Positive money write: "Of course, that "small profit" that we'll get from selling our shares in the bailed-out banks isn't quite enough to cover some of the other costs that the financial crisis has left us, such as: • The extra £404 billion extra that we'll have added to the national debt by the end of this year (that's an extra £9,000 per UK adult, which will cost you an extra £270 a year in interest costs) • The millions of lost jobs and failed businesses both in the UK and around the world • The 500,000 jobs that will be lost from public services over the next 5 years • The rise in VAT, which will cost you an extra £183 a year, if you're on an average salary (according to Deloitte, one of the UK's biggest accountants)."
So should ordinary people prop up a toxic banking system and subsidise corporations that pay out £7billion in bonuses immediately after throwing millions of people out of work?
Positive Money is launching a campaign this month - OneGoodCut - to show how insane it is for the government to ask people to pay more for less (by raising taxes and cutting public services) whilst banks are being subsidised by us by up to £130bn a year. Instead of cutting vital public services like schools, hospitals and the police, we can just cut benefits to bankers.
There are plenty of campaigns against the cuts, but this is a wonderful positive real alternative ie to take away the banks' subsidies, make sure that they can fail when they screw up, and leave them to sink or swim, just as any real business has to. Positive Money writes: "With a few simple reforms, we can ensure that banks suffer the consequences of their actions and aren't able to offload the risks and the costs onto ordinary taxpayers. We can also ensure that instead of them creating hundreds of billions in digital money to pump into dodgy derivatives, any newly-created money can be used for public benefit, to cut taxes, cover vital public services or reduce the national debt. We can remove the £130bn of subsidies that they receive every year at our expenses."

# QUESTIONS TO ANSWER
a) In the passage on bank subsidies, what is the name of the campaign that Positive Money is launching this month?
b) Condense the paragraph of the passage on bank subsidies that begins "Positive Money is launching a campaign" into a shorter version that keeps its main facts.
c) Continue the passage on bank subsidies from the point at which it stops.

# EXTRACTED MATERIAL
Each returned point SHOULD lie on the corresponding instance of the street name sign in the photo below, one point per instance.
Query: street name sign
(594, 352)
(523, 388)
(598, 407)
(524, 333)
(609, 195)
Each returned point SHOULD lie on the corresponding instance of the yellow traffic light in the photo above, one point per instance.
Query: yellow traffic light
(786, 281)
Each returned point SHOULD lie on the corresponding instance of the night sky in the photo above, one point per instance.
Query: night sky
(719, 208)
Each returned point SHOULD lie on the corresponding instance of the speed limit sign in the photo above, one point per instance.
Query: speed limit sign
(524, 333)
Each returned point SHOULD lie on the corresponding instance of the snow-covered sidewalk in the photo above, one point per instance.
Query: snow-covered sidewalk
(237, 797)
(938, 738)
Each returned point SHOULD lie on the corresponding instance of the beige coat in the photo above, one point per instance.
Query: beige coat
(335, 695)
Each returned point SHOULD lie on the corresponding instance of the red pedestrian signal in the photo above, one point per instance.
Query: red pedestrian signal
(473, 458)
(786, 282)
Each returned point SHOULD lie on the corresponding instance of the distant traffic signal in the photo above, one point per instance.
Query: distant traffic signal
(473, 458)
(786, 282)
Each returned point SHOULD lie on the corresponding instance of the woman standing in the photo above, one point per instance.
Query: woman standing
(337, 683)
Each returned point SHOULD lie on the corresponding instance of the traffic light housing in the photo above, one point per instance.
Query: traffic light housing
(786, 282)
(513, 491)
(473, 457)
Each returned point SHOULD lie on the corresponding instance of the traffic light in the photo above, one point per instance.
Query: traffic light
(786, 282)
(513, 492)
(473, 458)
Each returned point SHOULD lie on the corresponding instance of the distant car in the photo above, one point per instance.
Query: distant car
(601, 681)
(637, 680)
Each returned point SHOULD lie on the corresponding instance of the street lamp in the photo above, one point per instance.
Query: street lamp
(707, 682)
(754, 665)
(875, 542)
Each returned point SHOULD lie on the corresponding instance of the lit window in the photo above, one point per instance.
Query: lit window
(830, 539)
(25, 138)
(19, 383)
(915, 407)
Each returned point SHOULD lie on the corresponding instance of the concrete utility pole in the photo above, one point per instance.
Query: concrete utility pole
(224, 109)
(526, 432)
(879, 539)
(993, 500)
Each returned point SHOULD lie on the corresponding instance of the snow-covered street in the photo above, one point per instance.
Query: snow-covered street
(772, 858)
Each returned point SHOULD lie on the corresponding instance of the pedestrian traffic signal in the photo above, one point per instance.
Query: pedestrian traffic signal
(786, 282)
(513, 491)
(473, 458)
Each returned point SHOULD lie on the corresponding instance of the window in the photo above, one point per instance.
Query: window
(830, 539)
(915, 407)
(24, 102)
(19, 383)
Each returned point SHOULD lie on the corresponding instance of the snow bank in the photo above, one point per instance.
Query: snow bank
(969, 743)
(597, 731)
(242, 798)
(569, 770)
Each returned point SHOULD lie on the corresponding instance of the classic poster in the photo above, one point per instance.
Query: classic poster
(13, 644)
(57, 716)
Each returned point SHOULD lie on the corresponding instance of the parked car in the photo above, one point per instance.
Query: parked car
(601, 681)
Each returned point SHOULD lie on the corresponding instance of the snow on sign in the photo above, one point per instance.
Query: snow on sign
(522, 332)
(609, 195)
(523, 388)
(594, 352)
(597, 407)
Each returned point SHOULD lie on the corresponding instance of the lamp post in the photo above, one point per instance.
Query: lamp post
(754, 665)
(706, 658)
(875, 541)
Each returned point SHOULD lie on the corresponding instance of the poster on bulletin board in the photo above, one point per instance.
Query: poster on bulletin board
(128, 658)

# ANSWERS TO THE EXERCISES
a) OneGoodCut

b) This month Positive Money is launching OneGoodCut, a campaign arguing that it is absurd for the government to raise taxes and cut public services while taxpayers subsidise banks by up to £130bn a year. It proposes cutting benefits to bankers rather than schools, hospitals and the police.

c)
We've heard alot about U-turns from this Government and bankers bonuses is sadly another example (mentioned in Stroud Against the Cuts film). In February 2009, David Cameron said: "Where the taxpayer owns a large stake in a bank, we are saying that no employee should be paid a bonus of over £2,000." Yet Stephen Hester, the chief executive of RBS – 84% owned by the taxpayer – is now said to be lining up a bonus of around £2.5m!!
In October 2009, George Osborne announced that he was calling on the Treasury to stop retail banks "paying out profits in significant cash bonuses. Full stop." Bob Diamond, the chief executive of Barclays, is due to make around £8m this year, half of which is likely to be cash.
In April 2010, a Tory policy paper observed: "News that bank bonuses this year are expected to total £7bn shows that Gordon Brown's claim to have ended the era of the big bonus was ridiculous." Bank bonuses in 2011 are expected to total £7bn.
Downing Street now admit that the government would, after all, make no attempt to limit the size of bonuses - but worse still the Government is lobbying to ensure EU law doesn't curtail bonuses. See Liz Hilary letter from the Green party to the local papers:
It’s particularly galling that, whilst taxpayers in Gloucestershire and the rest of the UK face millions being cut from libraries, youth services and public transport, bankers are paying themselves the same bonuses as they received in 2010 – a figure of around £7bn.
Cameron promised before the Conservatives came into power that they would curb bankers’ bonuses and even criticised the then Labour government for how little they had done on the issue. However, now they are in power, they have actually tried to scupper the European Directive to ensure that bankers could only take 20% of their bonuses in upfront cash payments.
Nationally, the government should keep the banks we currently own in public ownership and run them in the public interest:
What people can do personally is: switch their bank account to a co-operative or mutual, e.g. the Nationwide or the Co-operative Bank; build up community resilience by using local, independent shops, the farmers market and Stroudco and joining the local community farm, Stroud Community Agriculture and our local re-use scheme Stroud Freegle; invest in local community assets, e.g. through Stroud Common Wealth or Stroud Valleys Credit Union; support our local currency, the Stroud Pound.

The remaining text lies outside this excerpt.